▶ [Set exercise] Copy verbatim the span of lines beginning at the line that contains "the blue sky" and ending with the final line of the data. Exclude pictures from the copy.

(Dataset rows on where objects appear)
= = = =
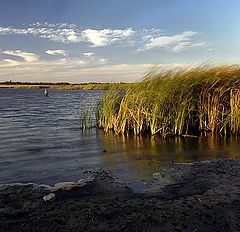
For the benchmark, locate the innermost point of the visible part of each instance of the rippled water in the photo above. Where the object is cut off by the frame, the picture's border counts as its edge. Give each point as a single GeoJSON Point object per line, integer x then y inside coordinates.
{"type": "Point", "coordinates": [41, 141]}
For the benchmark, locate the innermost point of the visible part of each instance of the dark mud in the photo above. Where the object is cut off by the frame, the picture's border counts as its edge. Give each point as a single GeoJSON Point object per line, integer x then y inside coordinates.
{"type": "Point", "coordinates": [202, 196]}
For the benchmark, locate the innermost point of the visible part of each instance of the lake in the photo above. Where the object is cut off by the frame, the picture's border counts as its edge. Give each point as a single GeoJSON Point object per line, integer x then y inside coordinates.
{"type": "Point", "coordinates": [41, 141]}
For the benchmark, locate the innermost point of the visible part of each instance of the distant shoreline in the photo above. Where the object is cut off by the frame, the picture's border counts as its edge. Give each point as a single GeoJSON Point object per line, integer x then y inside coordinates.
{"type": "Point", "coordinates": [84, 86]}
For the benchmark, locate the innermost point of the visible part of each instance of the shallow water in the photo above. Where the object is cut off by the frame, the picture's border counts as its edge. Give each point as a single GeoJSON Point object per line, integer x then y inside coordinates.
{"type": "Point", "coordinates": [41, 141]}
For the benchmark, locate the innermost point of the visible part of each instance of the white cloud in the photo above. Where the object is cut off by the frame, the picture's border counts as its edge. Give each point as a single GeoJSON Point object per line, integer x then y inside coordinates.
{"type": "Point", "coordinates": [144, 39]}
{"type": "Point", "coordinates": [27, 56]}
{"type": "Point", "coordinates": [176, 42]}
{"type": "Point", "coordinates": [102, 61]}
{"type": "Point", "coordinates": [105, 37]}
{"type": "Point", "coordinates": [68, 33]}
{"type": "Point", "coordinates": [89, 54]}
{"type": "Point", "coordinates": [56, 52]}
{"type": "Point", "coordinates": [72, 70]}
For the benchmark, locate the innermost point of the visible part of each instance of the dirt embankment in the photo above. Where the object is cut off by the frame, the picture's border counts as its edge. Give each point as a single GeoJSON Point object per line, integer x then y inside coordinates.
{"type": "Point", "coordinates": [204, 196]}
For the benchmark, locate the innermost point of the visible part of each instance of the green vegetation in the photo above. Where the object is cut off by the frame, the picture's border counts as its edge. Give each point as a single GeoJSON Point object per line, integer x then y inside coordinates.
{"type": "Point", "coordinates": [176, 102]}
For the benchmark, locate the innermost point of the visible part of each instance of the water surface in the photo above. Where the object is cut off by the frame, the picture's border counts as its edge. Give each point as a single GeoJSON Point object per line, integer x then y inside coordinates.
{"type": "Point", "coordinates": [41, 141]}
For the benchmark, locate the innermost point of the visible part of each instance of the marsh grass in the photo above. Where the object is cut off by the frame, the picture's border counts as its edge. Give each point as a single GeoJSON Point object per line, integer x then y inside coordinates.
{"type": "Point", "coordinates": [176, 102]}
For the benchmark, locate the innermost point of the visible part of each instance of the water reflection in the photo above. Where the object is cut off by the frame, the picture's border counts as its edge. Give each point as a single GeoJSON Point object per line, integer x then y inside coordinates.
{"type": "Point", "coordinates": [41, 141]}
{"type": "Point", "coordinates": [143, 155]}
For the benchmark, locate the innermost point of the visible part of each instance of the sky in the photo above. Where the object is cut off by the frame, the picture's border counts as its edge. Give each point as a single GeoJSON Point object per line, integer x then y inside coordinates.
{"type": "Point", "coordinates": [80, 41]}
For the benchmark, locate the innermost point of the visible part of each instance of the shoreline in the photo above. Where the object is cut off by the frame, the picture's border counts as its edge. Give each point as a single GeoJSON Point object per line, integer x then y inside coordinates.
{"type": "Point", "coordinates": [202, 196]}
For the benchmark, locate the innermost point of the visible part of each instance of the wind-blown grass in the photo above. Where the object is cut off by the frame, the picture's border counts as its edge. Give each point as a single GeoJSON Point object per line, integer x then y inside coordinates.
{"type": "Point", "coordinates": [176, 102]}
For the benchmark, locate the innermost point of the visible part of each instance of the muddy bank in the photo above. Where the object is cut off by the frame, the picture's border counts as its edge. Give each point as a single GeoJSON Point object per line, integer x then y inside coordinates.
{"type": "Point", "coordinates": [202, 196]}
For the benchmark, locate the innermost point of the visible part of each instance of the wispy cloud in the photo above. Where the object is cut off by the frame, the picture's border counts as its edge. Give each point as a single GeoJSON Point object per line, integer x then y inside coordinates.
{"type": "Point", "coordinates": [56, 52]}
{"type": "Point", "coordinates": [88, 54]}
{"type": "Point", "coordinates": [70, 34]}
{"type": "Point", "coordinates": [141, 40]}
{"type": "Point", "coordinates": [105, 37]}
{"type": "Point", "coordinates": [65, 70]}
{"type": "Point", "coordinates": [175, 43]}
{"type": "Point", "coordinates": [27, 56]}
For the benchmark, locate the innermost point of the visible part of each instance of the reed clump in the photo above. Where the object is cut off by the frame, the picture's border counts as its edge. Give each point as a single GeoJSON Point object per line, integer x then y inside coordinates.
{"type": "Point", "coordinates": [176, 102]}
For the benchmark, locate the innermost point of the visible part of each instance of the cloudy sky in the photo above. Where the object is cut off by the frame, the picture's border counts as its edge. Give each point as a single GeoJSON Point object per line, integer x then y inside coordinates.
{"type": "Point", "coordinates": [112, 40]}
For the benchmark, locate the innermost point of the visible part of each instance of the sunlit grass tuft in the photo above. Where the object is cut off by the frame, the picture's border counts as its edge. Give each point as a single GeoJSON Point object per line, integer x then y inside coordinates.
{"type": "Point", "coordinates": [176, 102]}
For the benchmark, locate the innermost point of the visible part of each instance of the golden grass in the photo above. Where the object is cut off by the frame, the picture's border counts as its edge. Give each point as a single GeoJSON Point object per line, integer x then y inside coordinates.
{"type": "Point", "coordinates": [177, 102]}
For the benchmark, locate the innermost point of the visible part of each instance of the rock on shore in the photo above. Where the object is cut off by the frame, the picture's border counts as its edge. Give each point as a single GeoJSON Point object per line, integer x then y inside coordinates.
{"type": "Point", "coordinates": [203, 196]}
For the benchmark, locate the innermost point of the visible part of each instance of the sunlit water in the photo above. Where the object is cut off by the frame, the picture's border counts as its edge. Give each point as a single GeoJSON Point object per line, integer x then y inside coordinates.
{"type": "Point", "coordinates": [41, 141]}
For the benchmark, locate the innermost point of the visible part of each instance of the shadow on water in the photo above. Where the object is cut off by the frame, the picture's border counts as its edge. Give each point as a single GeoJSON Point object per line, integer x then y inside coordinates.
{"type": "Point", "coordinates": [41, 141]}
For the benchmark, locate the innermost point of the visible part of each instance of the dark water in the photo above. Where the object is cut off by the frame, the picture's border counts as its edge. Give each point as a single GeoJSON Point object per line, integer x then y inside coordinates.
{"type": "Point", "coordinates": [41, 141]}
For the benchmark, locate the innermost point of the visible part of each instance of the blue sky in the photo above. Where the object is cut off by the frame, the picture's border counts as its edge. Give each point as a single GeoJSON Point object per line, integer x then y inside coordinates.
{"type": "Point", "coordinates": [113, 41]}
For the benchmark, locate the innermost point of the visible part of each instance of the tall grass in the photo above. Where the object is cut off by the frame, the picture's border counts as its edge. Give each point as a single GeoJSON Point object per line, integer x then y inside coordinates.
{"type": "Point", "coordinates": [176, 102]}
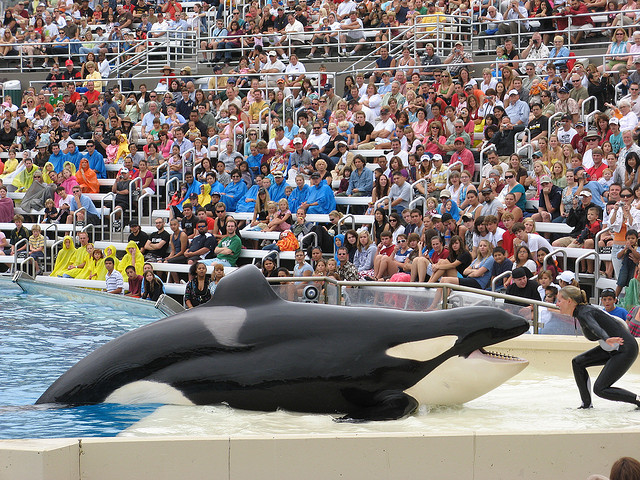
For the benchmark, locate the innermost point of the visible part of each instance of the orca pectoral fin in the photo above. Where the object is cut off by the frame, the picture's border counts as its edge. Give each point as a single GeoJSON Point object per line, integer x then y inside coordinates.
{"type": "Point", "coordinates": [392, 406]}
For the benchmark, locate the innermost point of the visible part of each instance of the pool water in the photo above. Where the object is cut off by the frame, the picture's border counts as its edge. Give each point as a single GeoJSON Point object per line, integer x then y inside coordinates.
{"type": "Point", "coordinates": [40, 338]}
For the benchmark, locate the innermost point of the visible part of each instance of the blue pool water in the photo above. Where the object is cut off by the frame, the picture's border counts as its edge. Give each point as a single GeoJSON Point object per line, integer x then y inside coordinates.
= = = =
▶ [The solution]
For the benchmark, locate the innermost point of the visible part of each instance of the blue sky in the photo above. Where the object is cut off by the frame, the picture's border counts as its edge. Give each point as a single GeoJSON Point object per line, integer x then y inside coordinates.
{"type": "Point", "coordinates": [113, 41]}
For the benchmark, locate the innermost point of the visible part of each instance of the tall grass in the photo above. Where the object is cut off by the frame, the picture's border counts as its edge. Give each point as a single GeoJSON Point object per line, integer x then y inside coordinates.
{"type": "Point", "coordinates": [176, 102]}
For the benchmark, locate the innermost point of the visible part of each instance of the orca pectoral fin in the photo above. Where the object is cut off by the frame, the picture's border counts as its edge. Give each point as a single GeoJSON Point object per line, integer x then y inside coordinates.
{"type": "Point", "coordinates": [392, 406]}
For the benchmark, locate the innermost point of the visible part of each instance of the pool water in the photo above. Where the object is cut off by the frame, the picture's border counts as its edge. Give each point as a single GeoJSON Point object per line, integer x then y inside coordinates.
{"type": "Point", "coordinates": [40, 338]}
For the benchmark, locate the innermost point of the visible part of each instance of the blue pool water in the photo above. Where the object is cut off by the frame, the picture's border counts as its edge. Give each point as a single GeoJSON Point object per line, integer x then y inside coordinates.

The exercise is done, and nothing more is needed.